Each record below needs to be written out exactly as it reads.

[[ SOURCE MATERIAL open ]]

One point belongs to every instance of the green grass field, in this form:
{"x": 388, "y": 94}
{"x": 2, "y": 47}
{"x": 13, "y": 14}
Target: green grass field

[[ SOURCE MATERIAL closed ]]

_SOLUTION TO THE EXERCISE:_
One point belongs to every instance of the green grass field, in this form:
{"x": 388, "y": 94}
{"x": 2, "y": 47}
{"x": 13, "y": 14}
Target: green grass field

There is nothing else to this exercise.